Task details:
What you return must match the listing exactly, with every image removed.
-------------------------
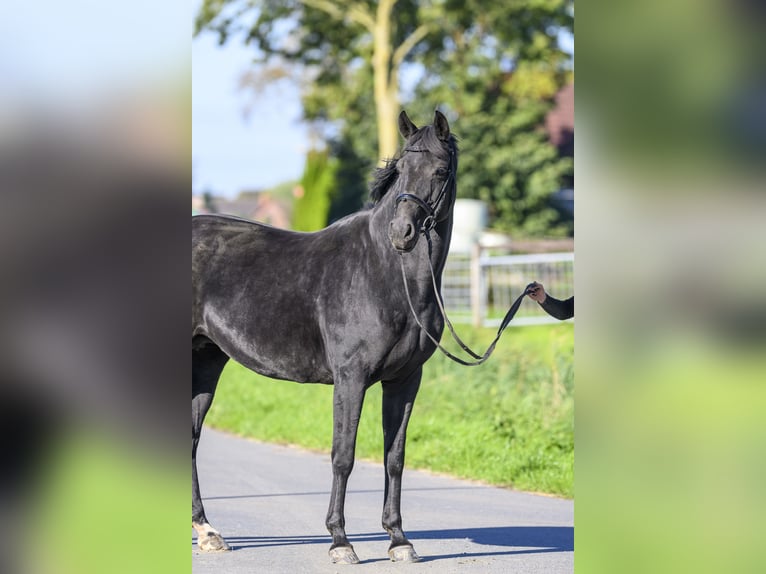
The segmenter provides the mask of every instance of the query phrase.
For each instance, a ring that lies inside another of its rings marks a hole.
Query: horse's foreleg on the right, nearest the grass
[[[383,460],[386,486],[383,502],[383,528],[391,537],[388,555],[394,562],[420,560],[402,531],[402,472],[407,423],[420,388],[422,368],[400,380],[384,381],[383,386]]]

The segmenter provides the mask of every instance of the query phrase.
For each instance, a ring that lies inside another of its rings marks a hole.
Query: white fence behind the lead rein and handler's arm
[[[529,283],[538,281],[557,299],[574,295],[574,253],[472,255],[452,253],[442,276],[442,296],[455,323],[497,326]],[[553,323],[557,320],[529,298],[511,326]]]

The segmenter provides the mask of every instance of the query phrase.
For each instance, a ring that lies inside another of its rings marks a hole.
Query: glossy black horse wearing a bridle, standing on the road
[[[376,170],[373,206],[326,229],[296,233],[234,217],[193,218],[192,526],[201,550],[229,549],[205,517],[196,453],[218,378],[232,358],[268,377],[334,385],[326,525],[337,563],[359,561],[343,508],[364,395],[381,381],[388,553],[394,561],[419,559],[402,531],[401,481],[407,422],[435,345],[412,311],[441,336],[428,259],[438,288],[452,234],[457,145],[438,111],[433,125],[420,129],[402,112],[399,131],[406,144]],[[430,245],[418,247],[422,232]]]

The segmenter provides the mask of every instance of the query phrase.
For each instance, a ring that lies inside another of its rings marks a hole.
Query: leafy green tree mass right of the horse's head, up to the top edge
[[[445,10],[440,36],[429,37],[433,45],[421,55],[428,74],[413,101],[442,102],[460,120],[468,145],[461,146],[458,195],[486,201],[492,226],[517,236],[571,234],[571,218],[551,195],[572,162],[559,157],[543,125],[558,90],[572,81],[554,33],[571,28],[571,3],[461,0]]]

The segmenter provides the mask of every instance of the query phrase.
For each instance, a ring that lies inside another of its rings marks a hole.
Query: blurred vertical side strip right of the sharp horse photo
[[[765,15],[579,3],[578,571],[764,568]]]

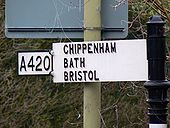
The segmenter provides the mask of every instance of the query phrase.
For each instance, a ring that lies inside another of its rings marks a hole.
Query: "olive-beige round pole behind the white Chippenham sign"
[[[84,0],[84,41],[101,40],[101,0]],[[84,84],[84,128],[100,128],[101,83]]]

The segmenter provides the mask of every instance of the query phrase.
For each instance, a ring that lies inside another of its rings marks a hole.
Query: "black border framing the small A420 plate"
[[[51,73],[53,72],[53,55],[52,55],[52,53],[51,53],[51,51],[52,50],[19,50],[19,51],[17,51],[17,75],[18,76],[50,76],[51,75]],[[18,67],[18,63],[19,63],[19,61],[18,61],[18,54],[19,53],[29,53],[29,52],[48,52],[50,55],[51,55],[51,71],[49,72],[49,74],[30,74],[30,75],[19,75],[19,71],[18,71],[18,69],[19,69],[19,67]]]

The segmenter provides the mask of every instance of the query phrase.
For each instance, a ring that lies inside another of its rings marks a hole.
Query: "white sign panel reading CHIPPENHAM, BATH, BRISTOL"
[[[54,82],[146,81],[146,40],[53,44]]]

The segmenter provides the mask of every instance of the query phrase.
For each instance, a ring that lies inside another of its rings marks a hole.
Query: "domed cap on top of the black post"
[[[165,24],[165,20],[160,15],[155,15],[149,18],[147,24]]]

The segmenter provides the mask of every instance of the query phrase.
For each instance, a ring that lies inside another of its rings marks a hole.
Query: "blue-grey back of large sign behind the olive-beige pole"
[[[103,0],[102,38],[125,38],[128,0]],[[100,11],[100,9],[98,9]],[[6,0],[9,38],[83,38],[84,0]]]

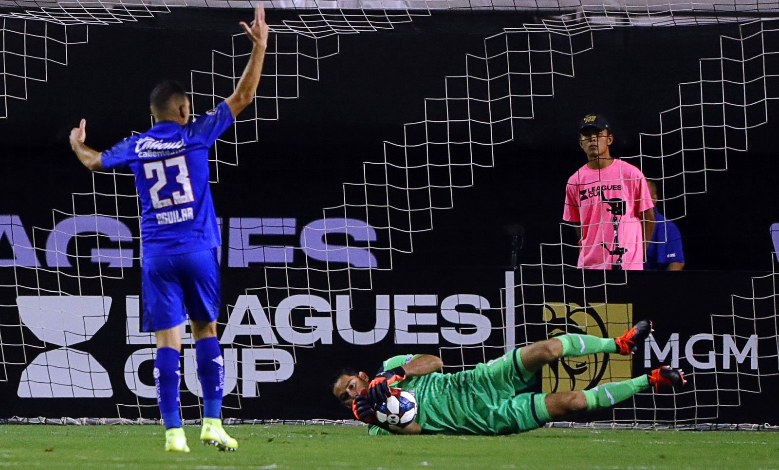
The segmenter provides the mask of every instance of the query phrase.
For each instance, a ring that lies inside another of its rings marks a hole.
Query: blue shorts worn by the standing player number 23
[[[159,331],[187,320],[212,322],[221,305],[217,249],[143,258],[143,330]]]

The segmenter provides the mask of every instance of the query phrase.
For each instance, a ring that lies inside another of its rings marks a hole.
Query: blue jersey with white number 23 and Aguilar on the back
[[[220,245],[208,184],[208,152],[233,121],[222,101],[186,125],[158,122],[103,152],[103,168],[129,168],[136,176],[143,256],[192,253]]]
-------------------------
Written answer:
The segmenter provides the mask of every instance of the query phrase.
For each instance, a ring that lies inside another of its rings marks a hole.
Query: horse's foreleg on the right, nearest the grass
[[[383,460],[386,486],[383,502],[383,528],[391,537],[388,555],[394,562],[420,560],[402,531],[402,472],[407,423],[420,388],[422,368],[400,380],[384,381],[383,386]]]

The segmenter provides the mask of every instance of the query phrase.
For each instance, a ring that lies inside another of its rings marks a hole.
Query: white fence behind the lead rein and handler's arm
[[[529,283],[538,281],[557,299],[574,295],[574,253],[472,255],[452,253],[442,276],[442,296],[455,323],[497,326]],[[553,323],[557,320],[529,298],[511,326]]]

The segmenter provides the mask of every instance of the query phrase.
For each instance, a ring that lies inside another of its rings marks a hole.
Query: glossy black horse wearing a bridle, standing on the road
[[[376,170],[373,206],[326,229],[296,233],[234,217],[193,218],[192,526],[201,550],[229,549],[205,517],[196,453],[218,378],[232,358],[268,377],[334,385],[326,525],[337,563],[359,561],[343,508],[364,395],[381,381],[388,553],[394,561],[419,559],[402,531],[401,481],[407,422],[435,345],[412,311],[441,336],[428,259],[438,288],[452,234],[457,145],[438,111],[433,125],[420,129],[402,112],[399,131],[406,144]],[[430,245],[418,247],[422,232]]]

The segmenter provides the mask of every instance of the query phrase.
For each instance, a ring that lies inside another of its rings marks a hole.
Query: leafy green tree mass right of the horse's head, up to the top edge
[[[445,10],[440,36],[429,37],[433,45],[421,55],[428,74],[413,101],[442,102],[460,120],[468,145],[461,146],[458,195],[486,201],[492,226],[517,236],[571,234],[571,218],[551,195],[572,162],[559,157],[543,125],[558,90],[572,81],[554,33],[571,28],[571,3],[461,0]]]

The segmenter provides the mask of every instance of the query phrase.
For each instance, a ring that lies inside another of its rings marks a hole.
Query: blurred vertical side strip right of the sharp horse photo
[[[765,15],[579,3],[578,571],[764,568]]]

The segmenter provides the mask of every instance of the query phrase.
For each instance, a ring that lies inside another of its rings marks a hole.
Query: "olive-beige round pole behind the white Chippenham sign"
[[[84,0],[84,41],[101,40],[101,0]],[[84,84],[84,128],[100,128],[101,83]]]

The segmenter provides the mask of every instance of the query phrase.
For each instance, a ring that lies inside another of its rings marks a hole.
Query: "black border framing the small A420 plate"
[[[51,73],[53,72],[53,55],[52,55],[52,53],[51,53],[51,51],[52,50],[19,50],[19,51],[17,51],[17,75],[18,76],[50,76],[51,75]],[[18,67],[18,63],[19,63],[19,61],[18,61],[18,54],[19,53],[29,53],[29,52],[48,52],[50,55],[51,55],[51,71],[49,72],[49,74],[30,74],[30,75],[19,75],[19,71],[18,71],[18,69],[19,69],[19,67]]]

The segmenter provides the mask of every instance of the query phrase.
For each instance, a ring that lies inside another of its rings marks a hole.
Query: "white sign panel reading CHIPPENHAM, BATH, BRISTOL"
[[[54,82],[146,81],[146,40],[53,44]]]

The segmenter provides the mask of every instance of the query phrase.
For each instance, a ring that lies inside another of its rings marks a hole.
Query: "domed cap on top of the black post"
[[[165,24],[165,20],[160,15],[155,15],[149,18],[147,24]]]

The segmenter provides the mask of every instance of the query phrase.
For each instance, a ring that lies inside another of its rings marks a hole.
Query: "blue-grey back of large sign behind the olive-beige pole"
[[[103,0],[102,38],[125,38],[128,0]],[[100,11],[100,9],[98,9]],[[6,0],[9,38],[83,38],[84,0]]]

The segmenter provides the mask of every instance of the query phrase.
For each instance, a ring that lies inside another of its rings marks a hole.
Query: blue shorts worn by the standing player number 23
[[[159,331],[187,320],[212,322],[221,305],[217,249],[143,258],[143,330]]]

The segmenter provides the mask of every instance of the query phrase.
For each instance, a ring that lies inside another of its rings marks a hole.
Query: blue jersey with white number 23 and Aguilar on the back
[[[220,245],[208,184],[208,152],[233,121],[222,101],[186,125],[158,122],[103,152],[103,168],[129,168],[136,176],[143,256],[192,253]]]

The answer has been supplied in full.